- [TASK GOAL]: In the post comparing the /goal command in Codex and Claude Code, which model reads the transcript after every turn by default to decide whether the goal is met?

- [EXCERPT TO READ]:

Both shipped within days of each other.
Same command name, same general idea.
Used both enough this week to have actual opinions. Short version: they’re not the same thing in how they work.
What even is /goal
If you use Claude Code or Codex, you know the loop. Task starts, runs for a bit, stops. You type “continue.” It runs again. You type “continue” again. For anything non-trivial that’s 30 manual prompts to finish one thing. /goal kills that loop.
You write one condition — what done looks like — and the tool keeps working across turns until that condition is met. You don’t sit there prompting. You don’t watch it. You walk away and come back to a finished result.
OpenAI shipped it in Codex CLI in late April 2026. Anthropic followed in Claude Code shortly after. Same name, different approaches.
What each one does differently
Codex attaches the goal to the current thread and tracks it while the task runs. Close your laptop, reopen it, /goal resume — it’s still there. Persisted locally. More like pinning a long-term target and leaving it to run autonomously.
Claude Code is more opinionated about it. After every turn, a small fast model — Haiku by default — reads the transcript and answers one question: is the goal met? If no, Claude starts the next turn automatically. If yes, it stops.
So: Codex /goal — attach a long-term target to the thread, experimental, hands-off. Claude Code /goal — set a verifiable stop condition, evaluated every turn, auto-continues until done.
What that actually feels like
Codex wins on autonomy. Longer reliable runs, fewer interruptions, better at true background execution. If you want to walk away for two hours — Codex is more ready for that right now.
Claude Code is smarter about whether it’s done, but tends to need more steering. More check-ins, more moments where it wants input before continuing. The evaluator loop is genuinely good, it’s just more collaborative than fully autonomous.
Neither is “set it and forget it” in the way people imagine. But Codex gets closer.
The important stuff - the condition is everything
Vague goal = loop that never resolves = token bill that hurts.
Bad: “Clean up the codebase.” Nothing to evaluate. Runs forever.
Good: “Migrate the payment module to the new API, tests pass, git diff only touches payment-related files. Stop after 20 turns if not done.”

- [PROVIDED RECORDS]:

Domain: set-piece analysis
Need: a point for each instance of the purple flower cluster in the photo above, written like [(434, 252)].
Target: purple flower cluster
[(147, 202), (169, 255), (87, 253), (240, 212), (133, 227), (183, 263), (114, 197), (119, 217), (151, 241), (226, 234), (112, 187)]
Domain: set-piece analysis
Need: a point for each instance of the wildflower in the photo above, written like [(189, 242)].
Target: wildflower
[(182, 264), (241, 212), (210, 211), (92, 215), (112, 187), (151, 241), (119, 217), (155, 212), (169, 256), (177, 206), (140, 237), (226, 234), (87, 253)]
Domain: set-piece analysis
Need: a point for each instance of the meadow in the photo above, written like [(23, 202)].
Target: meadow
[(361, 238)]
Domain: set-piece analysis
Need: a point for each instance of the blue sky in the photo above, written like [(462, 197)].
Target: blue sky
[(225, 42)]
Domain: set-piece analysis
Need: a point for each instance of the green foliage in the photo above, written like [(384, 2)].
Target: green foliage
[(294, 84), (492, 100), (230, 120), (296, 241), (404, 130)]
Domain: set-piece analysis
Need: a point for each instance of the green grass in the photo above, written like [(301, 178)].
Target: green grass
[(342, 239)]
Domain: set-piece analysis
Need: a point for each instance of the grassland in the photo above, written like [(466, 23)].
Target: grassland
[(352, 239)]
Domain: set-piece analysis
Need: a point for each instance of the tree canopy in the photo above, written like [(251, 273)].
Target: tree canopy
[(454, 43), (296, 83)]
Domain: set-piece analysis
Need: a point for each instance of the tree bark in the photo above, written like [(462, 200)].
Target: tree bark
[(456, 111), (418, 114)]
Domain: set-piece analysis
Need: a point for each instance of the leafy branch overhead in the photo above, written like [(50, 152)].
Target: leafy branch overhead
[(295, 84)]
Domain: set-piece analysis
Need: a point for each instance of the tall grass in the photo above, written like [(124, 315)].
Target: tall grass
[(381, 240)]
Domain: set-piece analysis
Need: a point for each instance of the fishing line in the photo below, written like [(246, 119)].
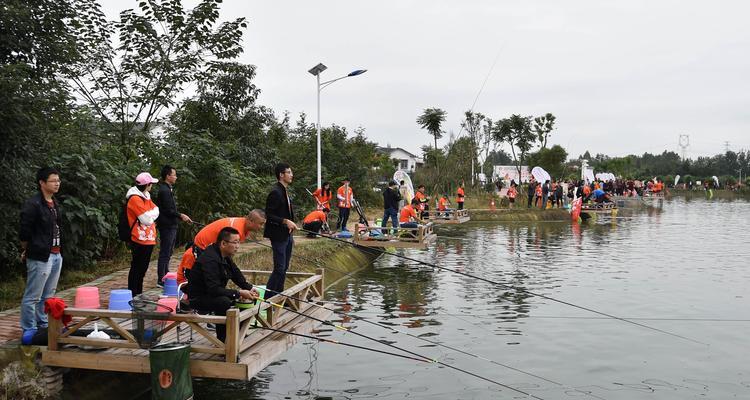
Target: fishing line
[(324, 340), (507, 287), (356, 317), (424, 358)]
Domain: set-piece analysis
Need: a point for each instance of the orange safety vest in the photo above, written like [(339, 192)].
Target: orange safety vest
[(314, 216), (442, 203), (323, 197), (347, 196), (422, 200)]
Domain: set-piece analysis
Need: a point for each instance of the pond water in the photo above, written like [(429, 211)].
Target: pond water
[(682, 270)]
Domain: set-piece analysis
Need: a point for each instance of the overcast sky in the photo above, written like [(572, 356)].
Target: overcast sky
[(622, 77)]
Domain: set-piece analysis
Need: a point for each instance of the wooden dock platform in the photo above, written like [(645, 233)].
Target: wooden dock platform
[(600, 208), (403, 238), (247, 349), (450, 217)]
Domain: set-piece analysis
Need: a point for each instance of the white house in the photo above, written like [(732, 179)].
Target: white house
[(406, 161)]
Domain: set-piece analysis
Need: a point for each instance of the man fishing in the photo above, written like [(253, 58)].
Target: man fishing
[(210, 275)]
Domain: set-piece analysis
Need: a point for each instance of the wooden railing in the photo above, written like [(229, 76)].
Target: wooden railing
[(308, 286)]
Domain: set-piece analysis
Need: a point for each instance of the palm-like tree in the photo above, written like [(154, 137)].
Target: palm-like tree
[(432, 119)]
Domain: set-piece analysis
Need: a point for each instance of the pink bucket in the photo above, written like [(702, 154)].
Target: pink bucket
[(170, 302), (87, 297)]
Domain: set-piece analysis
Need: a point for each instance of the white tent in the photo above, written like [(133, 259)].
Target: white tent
[(540, 174)]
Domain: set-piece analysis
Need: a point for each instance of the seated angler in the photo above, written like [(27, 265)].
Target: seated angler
[(409, 217), (315, 222), (210, 275), (253, 222)]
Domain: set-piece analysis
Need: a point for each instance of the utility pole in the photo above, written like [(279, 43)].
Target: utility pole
[(684, 142)]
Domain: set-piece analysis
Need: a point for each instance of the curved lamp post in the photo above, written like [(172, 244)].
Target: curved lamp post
[(316, 70)]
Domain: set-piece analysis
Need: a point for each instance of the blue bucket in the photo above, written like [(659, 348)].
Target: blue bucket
[(119, 299)]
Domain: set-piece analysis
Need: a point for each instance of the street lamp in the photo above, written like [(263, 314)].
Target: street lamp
[(316, 70)]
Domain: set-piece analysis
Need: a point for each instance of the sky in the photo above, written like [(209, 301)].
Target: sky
[(622, 77)]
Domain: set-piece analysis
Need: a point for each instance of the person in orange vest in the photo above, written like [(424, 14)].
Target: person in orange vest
[(315, 222), (460, 195), (512, 193), (253, 222), (142, 214), (345, 196), (443, 204), (323, 196), (423, 202), (408, 217)]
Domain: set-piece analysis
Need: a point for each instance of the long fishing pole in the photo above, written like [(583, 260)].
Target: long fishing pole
[(425, 358), (440, 344), (507, 287), (324, 340)]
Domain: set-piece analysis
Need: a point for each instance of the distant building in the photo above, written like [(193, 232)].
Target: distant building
[(510, 172), (404, 160)]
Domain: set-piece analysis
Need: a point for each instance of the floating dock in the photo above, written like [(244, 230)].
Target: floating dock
[(248, 349), (404, 238), (449, 217)]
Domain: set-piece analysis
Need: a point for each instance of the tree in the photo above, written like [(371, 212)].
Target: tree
[(543, 126), (552, 160), (516, 131), (432, 119), (478, 126), (160, 49)]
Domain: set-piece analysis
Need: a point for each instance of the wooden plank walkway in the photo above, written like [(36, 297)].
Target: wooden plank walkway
[(248, 347), (10, 329)]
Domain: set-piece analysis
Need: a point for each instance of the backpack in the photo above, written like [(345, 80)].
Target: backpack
[(124, 230)]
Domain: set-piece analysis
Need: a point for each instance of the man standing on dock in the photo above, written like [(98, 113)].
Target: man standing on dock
[(41, 222), (279, 227)]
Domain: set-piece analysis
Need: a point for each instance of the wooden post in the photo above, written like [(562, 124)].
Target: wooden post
[(53, 332), (320, 285), (232, 341)]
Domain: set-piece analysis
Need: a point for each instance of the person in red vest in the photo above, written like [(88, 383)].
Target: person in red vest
[(423, 202), (323, 196), (408, 217), (253, 222), (443, 204), (314, 222), (142, 214), (345, 196), (460, 195)]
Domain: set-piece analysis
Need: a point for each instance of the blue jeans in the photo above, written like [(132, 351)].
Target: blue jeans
[(168, 236), (282, 254), (393, 214), (41, 282)]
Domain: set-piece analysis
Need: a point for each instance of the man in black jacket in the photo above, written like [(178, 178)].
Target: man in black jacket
[(391, 198), (40, 234), (279, 228), (210, 275), (167, 221)]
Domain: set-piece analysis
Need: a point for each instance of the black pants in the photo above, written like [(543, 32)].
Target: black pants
[(313, 227), (343, 218), (282, 254), (217, 305), (138, 266)]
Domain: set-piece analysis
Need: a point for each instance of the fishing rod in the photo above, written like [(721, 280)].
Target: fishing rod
[(424, 358), (507, 287), (341, 343), (440, 344)]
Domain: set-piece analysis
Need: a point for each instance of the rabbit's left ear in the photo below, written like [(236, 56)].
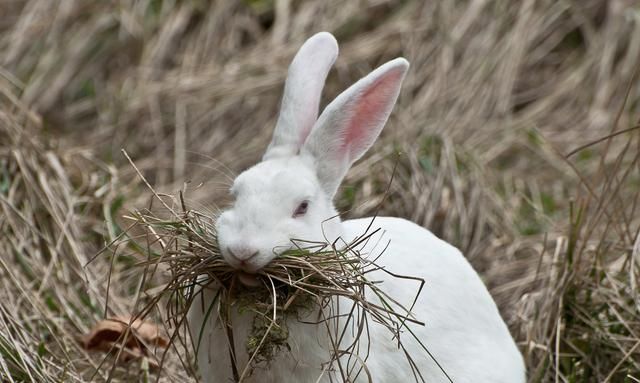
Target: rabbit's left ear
[(351, 123), (302, 90)]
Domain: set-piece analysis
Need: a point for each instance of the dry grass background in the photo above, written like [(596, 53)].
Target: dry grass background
[(498, 93)]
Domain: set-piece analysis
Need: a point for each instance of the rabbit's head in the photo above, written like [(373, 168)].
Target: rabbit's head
[(289, 194)]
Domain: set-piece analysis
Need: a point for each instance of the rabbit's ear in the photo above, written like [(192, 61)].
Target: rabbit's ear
[(301, 98), (351, 123)]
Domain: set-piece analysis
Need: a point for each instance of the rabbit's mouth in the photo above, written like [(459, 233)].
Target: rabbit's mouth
[(248, 279)]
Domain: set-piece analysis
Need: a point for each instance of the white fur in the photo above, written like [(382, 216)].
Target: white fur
[(464, 331)]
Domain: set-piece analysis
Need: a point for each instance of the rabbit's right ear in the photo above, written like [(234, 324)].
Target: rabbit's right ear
[(303, 88)]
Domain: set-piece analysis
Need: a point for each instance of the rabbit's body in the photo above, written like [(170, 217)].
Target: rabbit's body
[(463, 332), (289, 195)]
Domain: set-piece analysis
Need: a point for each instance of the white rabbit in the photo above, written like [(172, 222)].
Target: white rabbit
[(289, 195)]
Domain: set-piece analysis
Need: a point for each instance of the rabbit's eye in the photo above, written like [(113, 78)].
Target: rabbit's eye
[(301, 209)]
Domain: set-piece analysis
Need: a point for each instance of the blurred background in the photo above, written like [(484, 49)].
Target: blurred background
[(499, 95)]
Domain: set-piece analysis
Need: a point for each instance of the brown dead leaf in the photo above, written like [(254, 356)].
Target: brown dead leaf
[(111, 334)]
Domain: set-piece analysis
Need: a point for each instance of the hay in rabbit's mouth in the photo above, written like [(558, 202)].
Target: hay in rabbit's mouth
[(181, 244)]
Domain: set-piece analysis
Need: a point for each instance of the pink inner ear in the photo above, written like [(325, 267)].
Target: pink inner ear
[(368, 109)]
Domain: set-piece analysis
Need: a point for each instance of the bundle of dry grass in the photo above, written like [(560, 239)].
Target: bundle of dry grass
[(306, 279), (495, 88)]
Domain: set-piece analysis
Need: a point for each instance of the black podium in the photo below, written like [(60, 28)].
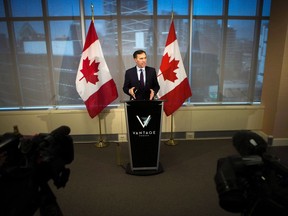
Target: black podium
[(143, 120)]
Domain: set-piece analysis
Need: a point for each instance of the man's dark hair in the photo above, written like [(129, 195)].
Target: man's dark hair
[(137, 52)]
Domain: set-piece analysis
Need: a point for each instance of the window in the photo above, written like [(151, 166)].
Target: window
[(222, 43)]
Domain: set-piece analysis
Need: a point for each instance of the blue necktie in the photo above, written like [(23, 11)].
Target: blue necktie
[(141, 78)]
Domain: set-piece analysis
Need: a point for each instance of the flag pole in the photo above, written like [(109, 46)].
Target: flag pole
[(101, 142), (171, 141)]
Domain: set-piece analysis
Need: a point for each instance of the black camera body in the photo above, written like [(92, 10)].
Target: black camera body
[(27, 164), (254, 182)]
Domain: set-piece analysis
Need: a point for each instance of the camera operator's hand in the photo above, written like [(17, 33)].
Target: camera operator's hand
[(132, 93), (3, 157)]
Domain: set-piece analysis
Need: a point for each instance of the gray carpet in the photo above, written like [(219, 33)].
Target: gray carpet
[(99, 185)]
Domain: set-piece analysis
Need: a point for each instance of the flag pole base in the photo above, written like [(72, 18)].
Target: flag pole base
[(171, 142), (101, 144)]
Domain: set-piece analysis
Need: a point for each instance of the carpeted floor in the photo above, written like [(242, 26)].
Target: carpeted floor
[(99, 185)]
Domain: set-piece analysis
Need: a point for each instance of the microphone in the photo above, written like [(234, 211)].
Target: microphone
[(62, 130), (249, 143)]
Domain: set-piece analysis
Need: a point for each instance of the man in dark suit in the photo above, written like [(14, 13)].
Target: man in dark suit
[(141, 81)]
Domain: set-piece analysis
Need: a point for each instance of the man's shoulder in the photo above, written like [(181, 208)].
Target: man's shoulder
[(147, 68), (131, 69)]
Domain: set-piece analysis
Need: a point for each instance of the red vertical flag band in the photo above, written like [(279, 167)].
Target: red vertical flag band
[(172, 78), (94, 82)]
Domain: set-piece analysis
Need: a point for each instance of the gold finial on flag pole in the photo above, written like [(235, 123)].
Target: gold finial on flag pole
[(172, 13), (92, 11)]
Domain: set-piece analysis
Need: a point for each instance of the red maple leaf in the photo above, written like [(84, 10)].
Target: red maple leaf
[(167, 68), (89, 71)]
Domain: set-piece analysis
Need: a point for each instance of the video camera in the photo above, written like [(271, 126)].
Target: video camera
[(27, 164), (254, 182)]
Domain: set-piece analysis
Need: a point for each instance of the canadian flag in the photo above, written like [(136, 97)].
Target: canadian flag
[(94, 82), (172, 78)]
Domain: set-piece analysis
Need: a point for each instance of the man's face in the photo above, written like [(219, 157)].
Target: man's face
[(141, 60)]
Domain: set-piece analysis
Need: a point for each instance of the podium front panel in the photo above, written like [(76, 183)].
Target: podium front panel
[(144, 132)]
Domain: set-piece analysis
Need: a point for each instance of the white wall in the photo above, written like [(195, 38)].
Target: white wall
[(113, 121)]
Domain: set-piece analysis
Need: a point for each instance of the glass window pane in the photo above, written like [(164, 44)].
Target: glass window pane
[(261, 60), (2, 11), (208, 7), (32, 65), (182, 33), (139, 7), (266, 8), (33, 9), (8, 84), (66, 50), (165, 7), (102, 7), (206, 46), (242, 7), (105, 30), (238, 60), (61, 8)]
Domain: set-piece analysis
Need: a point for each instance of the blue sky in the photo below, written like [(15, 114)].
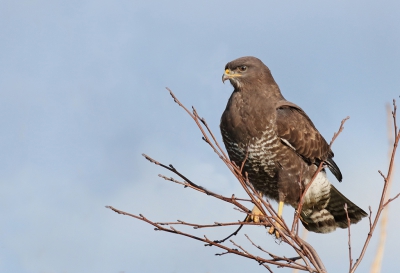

- [REPLY]: Haiku